## Source passage

** begin **

Generally, the design parameters of the shaft 212 (e.g., the diameter 237 and/or length) may be selected based on a variety of factors including the torque the shaft 212 is expected to undergo, weight on bit, stresses induced on the shaft during bending (e.g., during steering), dynamic loading considerations, the strength of the selected shaft 212 material, tool 210 geometry, the strength of the other components of the tool, and the like. Moreover, the shaft diameter 237, length, selected material, and the like may be chosen such that the shaft 212 bends elastically by a sufficient amount to enable effective steering, allowing the tool 212 to achieve a sufficient turn rate and turn magnitude. In one example configuration, the diameter 233 of the tool 212 is about 4¾ inches and the shaft diameter 237 is about 60 millimeters.
A variety of other values for the tool 210 diameter 233, the wellbore diameter 235, and the shaft diameter 237 are possible. For example, in some implementations, such as where the tool diameter 233 is about 10 inches, the rotating shaft 212 has a diameter 237 of about 135 millimeters. For example, the diameter 237 of the shaft 212 in such cases may range from about 100 millimeters to about 150 millimeters (e.g., about 100, 105, 110, 120, 125, 130, 135, 140, 145, or 150 millimeters). Moreover, in certain such cases, the diameter 235 of the wellbore ranges from about 12¼ inches to about 18 inches.
In yet other embodiments, the shaft 212 has a diameter 237 ranging from between about 70 millimeters to about 110 millimeters, such as where tool 210 has a diameter 233 of about 7 inches. For example, the shaft 212 diameters 237 in two such example configurations are 85 millimeters and 90 millimeters, respectively.
The steerable drilling tool 210 may be a rotary steerable drilling tool, for example, and can form a part of a downhole portion of a drill string extending to the Earth's surface. In certain embodiments, for example, the remainder of the drill string includes the one or more pipe segments 229, which extend to the Earth's surface in a daisy-chained configuration.
The shaft 212 in certain embodiments comprises an annular, metal cylinder. Although other materials can be used, the shaft 212 is formed of ductile, non-magnetic, corrosion resistant, high strength steel in one instance. The shaft 212 can further be adapted to conduct drilling fluid along the length of the shaft 212 from the second end 222 to the first end 218, for eventual delivery to the borehole 252 through the drill bit structure 226. Additionally, in some cases, a sleeve (not shown) encases the shaft or a portion thereof.
The non-rotating housing 214 contains various components of the steerable drilling tool 210, such as various sensors and/or electronics (not shown), batteries to provide electrical power, hydraulics (e.g., pumps, control valves, the actuators 234), bearings (e.g., the bearings 216a, 216b, the pair of bearings 230), the pivot member 238, the rotatable shaft 212, and the like. The housing in some embodiments comprises an annular, metal (e.g., ductile, non-magnetic, corrosion resistant, high strength steel) cylinder.

** end **

## Record extracts
** begin **

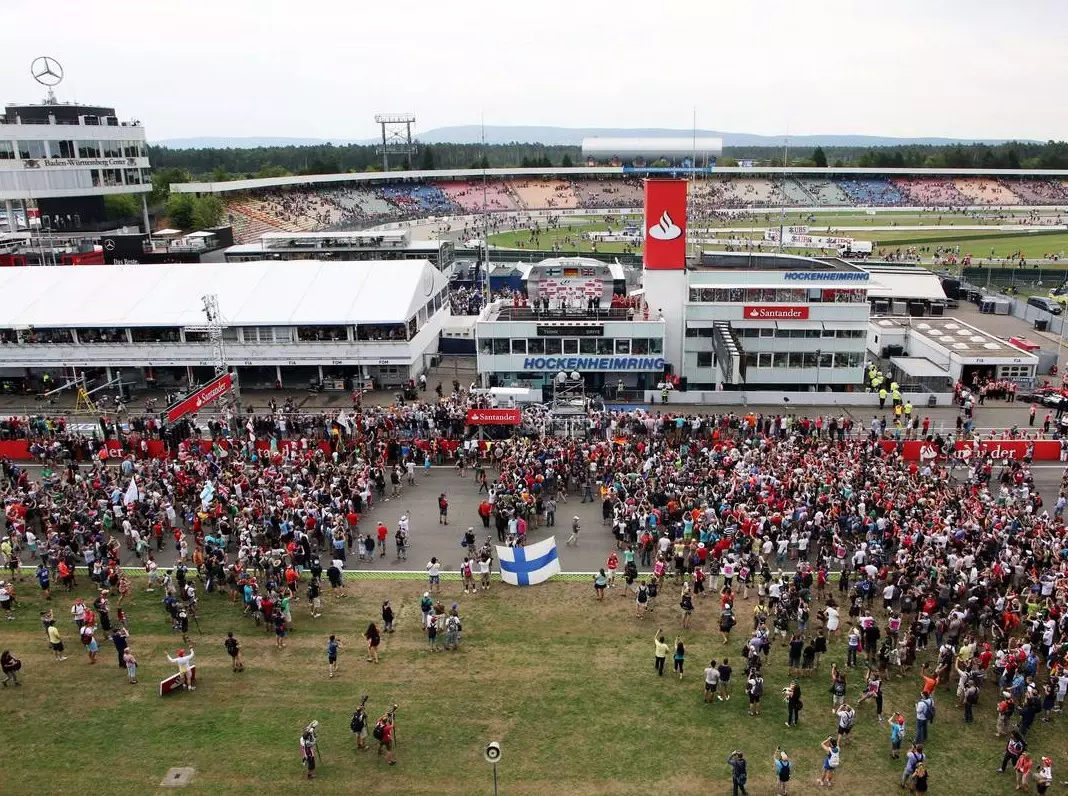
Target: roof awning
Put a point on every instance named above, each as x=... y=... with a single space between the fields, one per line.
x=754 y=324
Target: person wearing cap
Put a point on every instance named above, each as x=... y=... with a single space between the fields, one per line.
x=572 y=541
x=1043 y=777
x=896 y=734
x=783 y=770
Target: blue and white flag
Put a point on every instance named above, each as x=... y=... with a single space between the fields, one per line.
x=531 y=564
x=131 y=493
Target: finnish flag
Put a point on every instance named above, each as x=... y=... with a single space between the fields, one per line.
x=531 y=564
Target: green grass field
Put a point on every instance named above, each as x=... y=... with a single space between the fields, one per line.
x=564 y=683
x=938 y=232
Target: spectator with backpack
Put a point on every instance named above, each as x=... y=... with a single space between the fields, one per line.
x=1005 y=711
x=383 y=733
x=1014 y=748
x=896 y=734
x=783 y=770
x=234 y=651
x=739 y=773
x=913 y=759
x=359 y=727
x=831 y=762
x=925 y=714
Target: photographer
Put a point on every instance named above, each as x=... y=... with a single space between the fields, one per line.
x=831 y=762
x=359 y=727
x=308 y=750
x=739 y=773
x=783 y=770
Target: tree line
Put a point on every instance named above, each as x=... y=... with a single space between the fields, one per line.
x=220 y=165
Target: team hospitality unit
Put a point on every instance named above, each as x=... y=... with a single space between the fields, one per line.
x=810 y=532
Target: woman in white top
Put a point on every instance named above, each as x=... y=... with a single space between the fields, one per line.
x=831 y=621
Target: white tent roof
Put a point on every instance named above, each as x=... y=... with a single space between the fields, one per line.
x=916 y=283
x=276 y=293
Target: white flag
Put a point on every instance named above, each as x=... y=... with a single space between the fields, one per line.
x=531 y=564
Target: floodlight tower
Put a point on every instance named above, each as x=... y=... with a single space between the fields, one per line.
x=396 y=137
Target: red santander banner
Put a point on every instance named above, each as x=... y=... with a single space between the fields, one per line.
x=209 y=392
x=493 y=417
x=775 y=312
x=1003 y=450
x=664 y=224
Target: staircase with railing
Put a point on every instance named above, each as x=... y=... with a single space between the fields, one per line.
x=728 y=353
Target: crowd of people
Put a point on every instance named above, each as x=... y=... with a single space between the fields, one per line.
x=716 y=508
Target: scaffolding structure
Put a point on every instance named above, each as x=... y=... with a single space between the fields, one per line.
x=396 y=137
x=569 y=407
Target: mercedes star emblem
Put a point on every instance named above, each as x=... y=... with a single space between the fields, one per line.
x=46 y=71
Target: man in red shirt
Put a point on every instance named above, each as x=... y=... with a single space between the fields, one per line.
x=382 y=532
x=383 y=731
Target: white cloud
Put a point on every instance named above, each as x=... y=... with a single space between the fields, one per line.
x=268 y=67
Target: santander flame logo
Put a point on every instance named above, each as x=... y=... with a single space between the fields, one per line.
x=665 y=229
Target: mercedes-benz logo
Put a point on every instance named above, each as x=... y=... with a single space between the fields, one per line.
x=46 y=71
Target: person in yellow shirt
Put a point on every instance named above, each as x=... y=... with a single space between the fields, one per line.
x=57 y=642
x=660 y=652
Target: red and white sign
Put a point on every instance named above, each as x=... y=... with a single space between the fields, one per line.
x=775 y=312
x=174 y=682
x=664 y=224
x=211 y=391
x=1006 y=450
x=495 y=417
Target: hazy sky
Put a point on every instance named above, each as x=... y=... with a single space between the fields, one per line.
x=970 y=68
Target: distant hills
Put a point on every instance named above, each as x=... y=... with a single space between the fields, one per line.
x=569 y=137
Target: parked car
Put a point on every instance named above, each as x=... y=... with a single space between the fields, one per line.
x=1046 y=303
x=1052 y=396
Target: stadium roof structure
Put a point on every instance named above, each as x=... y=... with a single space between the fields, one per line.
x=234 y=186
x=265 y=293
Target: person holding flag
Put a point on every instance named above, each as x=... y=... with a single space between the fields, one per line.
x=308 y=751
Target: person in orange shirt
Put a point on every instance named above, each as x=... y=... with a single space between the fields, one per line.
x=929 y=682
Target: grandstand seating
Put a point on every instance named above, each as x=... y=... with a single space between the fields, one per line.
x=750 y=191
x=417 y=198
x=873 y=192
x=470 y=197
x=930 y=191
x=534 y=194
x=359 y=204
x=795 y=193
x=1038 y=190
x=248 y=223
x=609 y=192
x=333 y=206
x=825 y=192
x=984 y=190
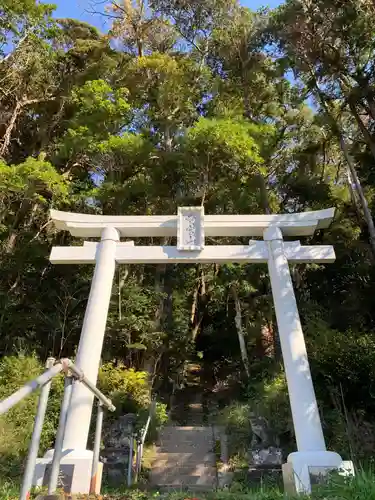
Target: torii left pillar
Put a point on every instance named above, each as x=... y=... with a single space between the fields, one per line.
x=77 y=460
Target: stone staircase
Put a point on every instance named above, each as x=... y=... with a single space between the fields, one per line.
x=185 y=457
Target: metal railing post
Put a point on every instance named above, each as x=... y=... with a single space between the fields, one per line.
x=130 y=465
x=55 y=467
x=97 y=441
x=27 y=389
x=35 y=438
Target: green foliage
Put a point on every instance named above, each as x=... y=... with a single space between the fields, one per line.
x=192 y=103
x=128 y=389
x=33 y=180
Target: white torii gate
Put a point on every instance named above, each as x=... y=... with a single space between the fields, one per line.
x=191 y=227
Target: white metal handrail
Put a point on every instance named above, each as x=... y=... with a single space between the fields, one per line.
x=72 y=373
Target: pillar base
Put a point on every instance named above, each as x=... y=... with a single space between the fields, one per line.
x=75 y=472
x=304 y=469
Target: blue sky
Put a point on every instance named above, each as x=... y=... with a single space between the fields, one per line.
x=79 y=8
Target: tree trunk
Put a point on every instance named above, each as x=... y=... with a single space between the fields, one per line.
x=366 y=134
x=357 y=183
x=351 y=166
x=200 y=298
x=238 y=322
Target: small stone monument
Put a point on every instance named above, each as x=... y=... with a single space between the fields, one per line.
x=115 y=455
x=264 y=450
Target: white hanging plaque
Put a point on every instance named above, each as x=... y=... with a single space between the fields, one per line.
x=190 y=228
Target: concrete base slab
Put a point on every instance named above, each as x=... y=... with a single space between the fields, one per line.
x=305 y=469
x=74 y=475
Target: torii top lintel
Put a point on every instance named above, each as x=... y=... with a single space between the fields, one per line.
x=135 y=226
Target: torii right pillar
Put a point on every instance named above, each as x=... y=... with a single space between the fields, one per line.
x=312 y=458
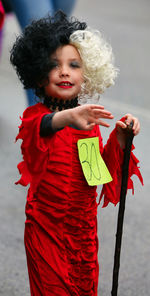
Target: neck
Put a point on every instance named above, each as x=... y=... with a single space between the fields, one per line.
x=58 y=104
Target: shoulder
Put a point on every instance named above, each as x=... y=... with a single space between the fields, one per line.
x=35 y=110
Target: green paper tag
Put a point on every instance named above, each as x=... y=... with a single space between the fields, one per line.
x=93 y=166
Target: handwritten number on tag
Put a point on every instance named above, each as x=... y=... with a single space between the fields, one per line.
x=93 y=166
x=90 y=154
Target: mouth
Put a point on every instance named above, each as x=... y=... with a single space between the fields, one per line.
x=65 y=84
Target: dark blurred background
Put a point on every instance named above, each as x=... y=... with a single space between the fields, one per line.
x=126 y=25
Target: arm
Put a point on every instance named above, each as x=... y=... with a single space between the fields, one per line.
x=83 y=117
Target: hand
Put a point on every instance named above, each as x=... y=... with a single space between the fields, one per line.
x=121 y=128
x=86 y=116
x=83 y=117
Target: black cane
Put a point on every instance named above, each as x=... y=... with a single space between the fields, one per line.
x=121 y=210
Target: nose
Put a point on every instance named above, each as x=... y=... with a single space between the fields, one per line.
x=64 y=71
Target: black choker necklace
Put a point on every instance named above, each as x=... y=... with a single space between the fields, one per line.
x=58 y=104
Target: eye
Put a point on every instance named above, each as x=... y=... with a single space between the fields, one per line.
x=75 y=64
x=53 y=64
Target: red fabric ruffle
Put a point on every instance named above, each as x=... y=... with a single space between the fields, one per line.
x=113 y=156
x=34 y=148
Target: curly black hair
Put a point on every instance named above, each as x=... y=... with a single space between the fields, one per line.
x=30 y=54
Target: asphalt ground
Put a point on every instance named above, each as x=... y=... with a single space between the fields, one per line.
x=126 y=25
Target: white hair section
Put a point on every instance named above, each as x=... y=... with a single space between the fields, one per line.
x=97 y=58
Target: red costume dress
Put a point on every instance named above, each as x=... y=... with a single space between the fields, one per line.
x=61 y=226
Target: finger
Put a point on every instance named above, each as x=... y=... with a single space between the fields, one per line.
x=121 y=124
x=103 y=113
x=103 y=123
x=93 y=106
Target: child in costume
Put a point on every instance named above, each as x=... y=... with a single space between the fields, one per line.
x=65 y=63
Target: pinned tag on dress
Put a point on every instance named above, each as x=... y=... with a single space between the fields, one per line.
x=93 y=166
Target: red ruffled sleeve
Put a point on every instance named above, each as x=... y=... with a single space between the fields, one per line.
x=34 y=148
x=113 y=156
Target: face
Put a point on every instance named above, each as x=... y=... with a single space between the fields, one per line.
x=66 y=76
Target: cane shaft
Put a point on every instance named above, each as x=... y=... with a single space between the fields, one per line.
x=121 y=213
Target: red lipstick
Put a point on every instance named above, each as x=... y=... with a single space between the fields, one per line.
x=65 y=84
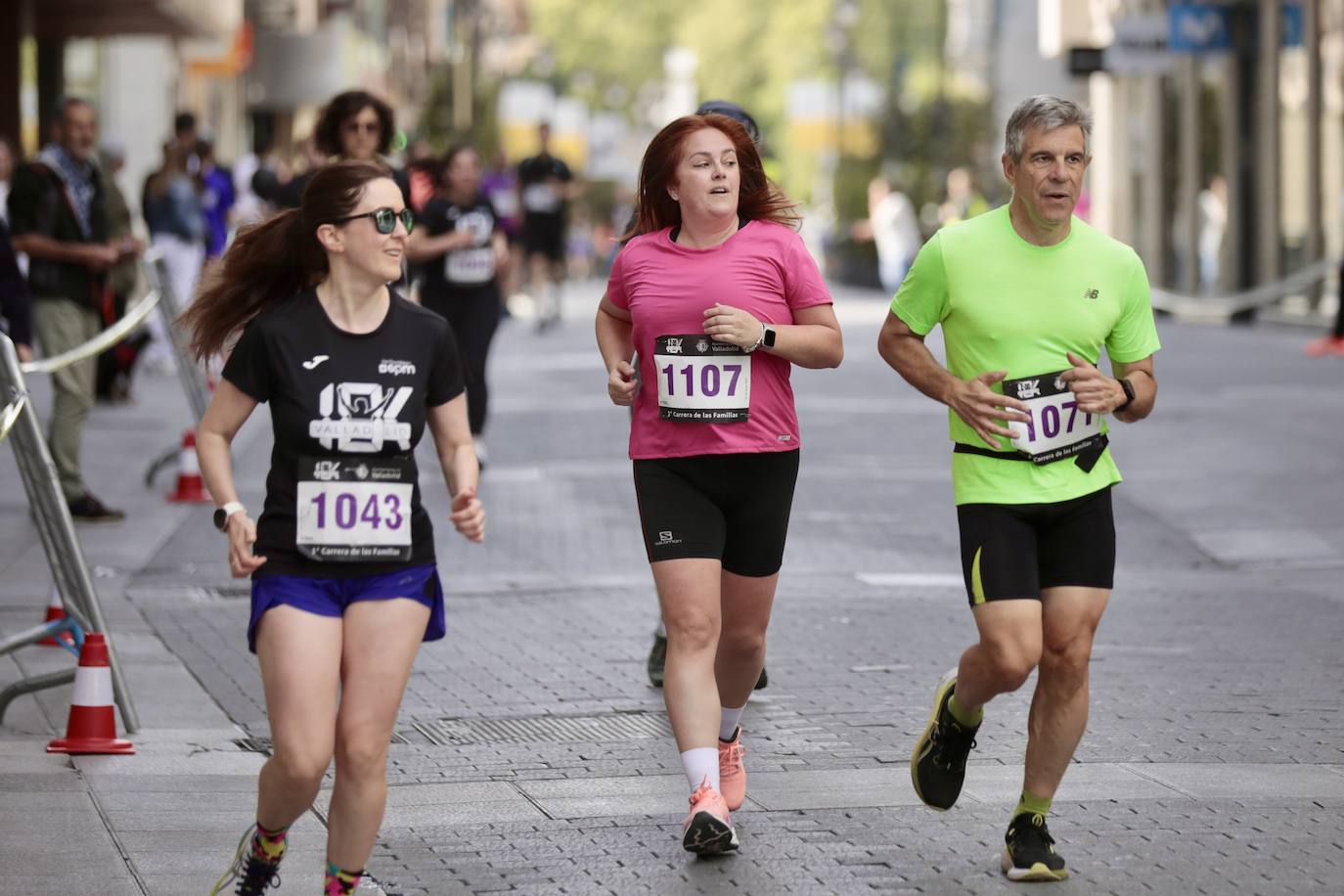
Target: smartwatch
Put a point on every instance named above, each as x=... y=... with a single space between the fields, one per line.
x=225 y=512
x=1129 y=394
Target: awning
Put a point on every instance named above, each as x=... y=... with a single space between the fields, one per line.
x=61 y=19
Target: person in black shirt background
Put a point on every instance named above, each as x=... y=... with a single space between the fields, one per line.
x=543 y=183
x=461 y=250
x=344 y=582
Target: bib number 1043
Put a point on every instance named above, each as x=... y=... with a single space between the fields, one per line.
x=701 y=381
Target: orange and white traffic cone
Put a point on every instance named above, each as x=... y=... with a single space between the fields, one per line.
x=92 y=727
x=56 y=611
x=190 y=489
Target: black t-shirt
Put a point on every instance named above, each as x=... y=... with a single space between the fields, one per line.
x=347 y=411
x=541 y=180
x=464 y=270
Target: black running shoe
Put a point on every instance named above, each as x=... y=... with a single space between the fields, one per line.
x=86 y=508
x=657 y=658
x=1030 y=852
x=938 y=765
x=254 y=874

** end **

## Tasks for this exercise
• 1. Print the drilling tool passage word for word, starting at "Generally, the design" and ending at "about 60 millimeters.".
• 2. Pick up the drilling tool passage after its final sentence and keep writing it.
The rows aren't needed here.

## Response list
• 1.
Generally, the design parameters of the shaft 212 (e.g., the diameter 237 and/or length) may be selected based on a variety of factors including the torque the shaft 212 is expected to undergo, weight on bit, stresses induced on the shaft during bending (e.g., during steering), dynamic loading considerations, the strength of the selected shaft 212 material, tool 210 geometry, the strength of the other components of the tool, and the like. Moreover, the shaft diameter 237, length, selected material, and the like may be chosen such that the shaft 212 bends elastically by a sufficient amount to enable effective steering, allowing the tool 212 to achieve a sufficient turn rate and turn magnitude. In one example configuration, the diameter 233 of the tool 212 is about 4¾ inches and the shaft diameter 237 is about 60 millimeters.

• 2.
The drill bit structure 226 of certain embodiments comprise a plurality of cutting or crushing elements, and can be configured to rotate during drilling so as to drill through the Earth and extend the borehole 252. Drill bit structures 226 compatible with embodiments described herein can be fixed cutter or roller cone style drill bits, for example. In certain embodiments, the drill bit structure 226 or portions thereof are constructed from various high strength materials. For example, the cutting or crushing structure can be made from Polycrystalline Diamond Compact (PDC), tungsten carbide, or high strength steel in certain cases, among other types of materials. The body of the drill bit structure 226 can be made from tungsten carbide matrix or high strength steel, for example. In certain embodiments, the drill string 250 is adapted to conduct drilling fluid (e.g., drilling mud) from the surface for eventual delivery into the borehole 252. For example, as will be appreciated, drilling fluid can be delivered to the drill string 250 from the surface 256 using a pump or other mechanism, and can then be transmitted through the drill pipe segments 229 and the drilling tool 210 before eventual delivery to the borehole 252 through the drill bit structure 226. Moreover, in certain cases, the housing 214 and/or other portions of the tool 210 may be filled with oil that is compensated to ambient pressure.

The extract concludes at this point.